** Task requirements **
Restate all data exactly. No images.

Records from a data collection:
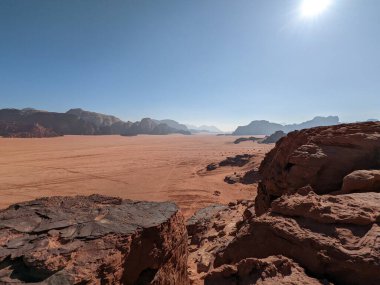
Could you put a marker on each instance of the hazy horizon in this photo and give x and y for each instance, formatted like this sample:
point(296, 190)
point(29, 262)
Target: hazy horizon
point(221, 63)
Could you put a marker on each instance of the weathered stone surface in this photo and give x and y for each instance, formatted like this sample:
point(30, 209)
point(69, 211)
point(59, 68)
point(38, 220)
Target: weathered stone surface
point(272, 270)
point(333, 237)
point(361, 181)
point(319, 157)
point(273, 138)
point(211, 229)
point(92, 240)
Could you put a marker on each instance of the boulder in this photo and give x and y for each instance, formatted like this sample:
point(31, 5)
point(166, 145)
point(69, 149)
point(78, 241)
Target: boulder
point(269, 271)
point(333, 237)
point(361, 181)
point(211, 229)
point(320, 157)
point(92, 240)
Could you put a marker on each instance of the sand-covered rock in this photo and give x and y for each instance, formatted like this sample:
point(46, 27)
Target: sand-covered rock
point(320, 157)
point(361, 181)
point(272, 270)
point(334, 237)
point(92, 240)
point(210, 230)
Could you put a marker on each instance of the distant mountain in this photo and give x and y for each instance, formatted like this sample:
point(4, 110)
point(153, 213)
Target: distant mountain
point(99, 120)
point(14, 122)
point(267, 128)
point(153, 127)
point(60, 123)
point(204, 128)
point(173, 124)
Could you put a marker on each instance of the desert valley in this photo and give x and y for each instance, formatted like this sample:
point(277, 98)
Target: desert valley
point(188, 207)
point(175, 142)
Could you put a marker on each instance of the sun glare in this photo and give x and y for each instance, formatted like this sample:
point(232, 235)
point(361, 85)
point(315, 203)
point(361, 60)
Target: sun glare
point(312, 8)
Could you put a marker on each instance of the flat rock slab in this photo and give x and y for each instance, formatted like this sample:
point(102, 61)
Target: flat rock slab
point(92, 240)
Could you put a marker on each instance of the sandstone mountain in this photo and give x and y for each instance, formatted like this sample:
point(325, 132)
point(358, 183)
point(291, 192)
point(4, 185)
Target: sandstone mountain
point(204, 129)
point(80, 122)
point(99, 120)
point(316, 212)
point(267, 128)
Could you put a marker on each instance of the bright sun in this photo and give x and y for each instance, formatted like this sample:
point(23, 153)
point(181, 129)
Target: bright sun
point(312, 8)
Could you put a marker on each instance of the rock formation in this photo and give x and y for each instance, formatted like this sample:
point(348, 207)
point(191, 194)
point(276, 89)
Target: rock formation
point(99, 120)
point(243, 139)
point(268, 271)
point(273, 138)
point(13, 130)
point(302, 211)
point(267, 128)
point(210, 229)
point(237, 160)
point(319, 157)
point(81, 122)
point(92, 240)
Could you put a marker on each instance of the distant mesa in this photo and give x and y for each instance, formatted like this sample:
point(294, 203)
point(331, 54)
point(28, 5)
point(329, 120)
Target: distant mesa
point(23, 123)
point(204, 129)
point(273, 138)
point(263, 127)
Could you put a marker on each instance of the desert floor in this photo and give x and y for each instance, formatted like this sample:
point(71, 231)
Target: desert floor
point(155, 168)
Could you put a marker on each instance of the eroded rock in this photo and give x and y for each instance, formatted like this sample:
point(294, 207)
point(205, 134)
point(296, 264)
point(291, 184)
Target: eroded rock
point(92, 240)
point(269, 271)
point(333, 237)
point(320, 157)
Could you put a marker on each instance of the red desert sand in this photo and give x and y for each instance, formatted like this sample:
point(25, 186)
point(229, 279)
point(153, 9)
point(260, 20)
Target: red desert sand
point(154, 168)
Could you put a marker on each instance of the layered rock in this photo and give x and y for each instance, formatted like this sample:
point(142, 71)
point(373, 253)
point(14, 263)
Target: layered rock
point(319, 157)
point(15, 130)
point(92, 240)
point(318, 204)
point(334, 237)
point(262, 127)
point(269, 271)
point(210, 230)
point(273, 138)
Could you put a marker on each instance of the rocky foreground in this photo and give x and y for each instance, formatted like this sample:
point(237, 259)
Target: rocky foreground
point(92, 240)
point(315, 220)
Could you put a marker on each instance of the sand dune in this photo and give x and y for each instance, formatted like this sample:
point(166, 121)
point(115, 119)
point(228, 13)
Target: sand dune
point(155, 168)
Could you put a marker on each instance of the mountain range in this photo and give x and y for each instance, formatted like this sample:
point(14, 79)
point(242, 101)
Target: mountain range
point(81, 122)
point(261, 127)
point(203, 129)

** Reply to the task **
Could you put a marker on each instance of the hazy horizon in this photo and give x and y for each instance, formatted like this sample:
point(296, 190)
point(29, 262)
Target: hazy horizon
point(221, 63)
Could you put a marker on each instance of the weathered stone surface in this photo and give x and y for each instance, formatted like this sample:
point(30, 209)
point(69, 211)
point(59, 68)
point(38, 220)
Target: weathered stone surface
point(272, 270)
point(333, 237)
point(361, 181)
point(319, 157)
point(273, 138)
point(211, 229)
point(92, 240)
Could you put a marker on each instance of the boulder in this photo and give x and y for each instance, formatted like this sample:
point(31, 5)
point(166, 145)
point(69, 149)
point(78, 241)
Target: boulder
point(269, 271)
point(333, 237)
point(361, 181)
point(211, 229)
point(320, 157)
point(92, 240)
Could you put a marker on each instance of the sand-covered rock in this photo and give x and y for each instance, formatted like this sample:
point(46, 27)
Target: sand-covered rock
point(320, 157)
point(361, 181)
point(272, 270)
point(334, 237)
point(92, 240)
point(210, 230)
Could you put a marker on each instance of the distant mountain in this photo and give x and y for each instance, formatted like this sample:
point(4, 110)
point(153, 213)
Target: distant mountain
point(99, 120)
point(14, 122)
point(267, 128)
point(153, 127)
point(60, 123)
point(204, 128)
point(173, 124)
Could you put a marker on each instance of the desert valley in this photo and give x and y for each instance, formatted like this sample:
point(277, 98)
Target: desert valley
point(188, 207)
point(175, 142)
Could you put a marker on each instance of the sun glare in this photo and give x and y for each instance, formatted like this sample:
point(232, 235)
point(361, 85)
point(315, 203)
point(361, 60)
Target: sun glare
point(312, 8)
Could you put a marker on each instance of the flat rock slab in this photo and give x and y for each instance, formatted like this sample:
point(102, 61)
Target: flat rock slab
point(92, 240)
Could you put a marker on each instance of the sandstone mountain in this photo and give x and y for each instance, formatted like this sample:
point(325, 132)
point(358, 183)
point(291, 192)
point(4, 185)
Target: sandstone mountain
point(204, 129)
point(80, 122)
point(99, 120)
point(316, 212)
point(267, 128)
Could you put a marker on each instance of the bright sun in this photo and give x and y for each instance, formatted like this sample:
point(23, 153)
point(181, 129)
Target: bright sun
point(312, 8)
Could you put a marker on each instance of the rock formation in this photo and give x and y for each instance, formatted like this sample:
point(348, 207)
point(191, 194)
point(276, 89)
Target: rock formation
point(99, 120)
point(243, 139)
point(268, 271)
point(273, 138)
point(13, 130)
point(302, 211)
point(267, 128)
point(210, 229)
point(237, 160)
point(319, 157)
point(81, 122)
point(92, 240)
Could you put a marker on each instance of the distant mesa in this photo and give x and y for each instance, formatted like this sample:
point(294, 203)
point(331, 54)
point(28, 5)
point(329, 120)
Target: distant mesa
point(23, 123)
point(204, 129)
point(273, 138)
point(263, 127)
Could you put a marker on each instance of the desert floor in this photo and give x and y for each instance, formatted like this sample:
point(71, 231)
Target: desert floor
point(155, 168)
Could you put a marker on each instance of the eroded rock in this photo and give x and y for each instance, formatted like this sample:
point(294, 207)
point(205, 134)
point(296, 264)
point(291, 184)
Target: eroded rock
point(92, 240)
point(269, 271)
point(333, 237)
point(320, 157)
Could you put a marker on each instance of the red desert sand in this photo and give x and y for each instance, formatted like this sample:
point(25, 186)
point(229, 279)
point(153, 9)
point(260, 20)
Target: red desert sand
point(154, 168)
Could you put a marker on each instance of the layered rock in this photo and give x and y for each instance, formatted like this sample:
point(142, 71)
point(373, 253)
point(14, 263)
Target: layered rock
point(319, 157)
point(15, 130)
point(92, 240)
point(318, 204)
point(334, 237)
point(262, 127)
point(269, 271)
point(210, 230)
point(273, 138)
Could you put a marker on each instance of the rocky foreground in this photo and give x and y for each instance, formatted like this sample:
point(237, 259)
Target: rocky foreground
point(92, 240)
point(315, 220)
Could you put a marker on each instance of the sand dune in this photo and give x and y for each instance, formatted like this sample:
point(166, 121)
point(115, 119)
point(228, 13)
Target: sand dune
point(155, 168)
Could you put a marker on each instance of the mountain range in this photo and give x and y for each instance, formatted like this sample:
point(14, 79)
point(242, 101)
Target: mountain range
point(81, 122)
point(261, 127)
point(203, 129)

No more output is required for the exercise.